Saved entries
--------------------
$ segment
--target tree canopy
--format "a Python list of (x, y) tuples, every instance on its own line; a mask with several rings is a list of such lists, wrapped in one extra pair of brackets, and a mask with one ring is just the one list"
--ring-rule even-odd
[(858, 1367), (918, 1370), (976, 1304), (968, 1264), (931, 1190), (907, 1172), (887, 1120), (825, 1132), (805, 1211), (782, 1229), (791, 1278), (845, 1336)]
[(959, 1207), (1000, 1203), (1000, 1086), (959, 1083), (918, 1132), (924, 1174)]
--------------------
The answer must be the line containing "--target tree canopy" and every line after it to the end of the data, each set down exactly.

--target tree canopy
--format "a Python list of (x, y) tuples, every instance on its own line; a mask with several rings is a list of such lists, wrapped in one extra pair of brackets, and a mask with one ring is just the one list"
--ring-rule even-odd
[(858, 1367), (918, 1370), (976, 1304), (968, 1264), (931, 1190), (907, 1172), (887, 1120), (825, 1132), (805, 1211), (782, 1229), (791, 1278), (845, 1336)]
[(959, 1207), (1000, 1203), (1000, 1086), (959, 1083), (918, 1132), (924, 1174)]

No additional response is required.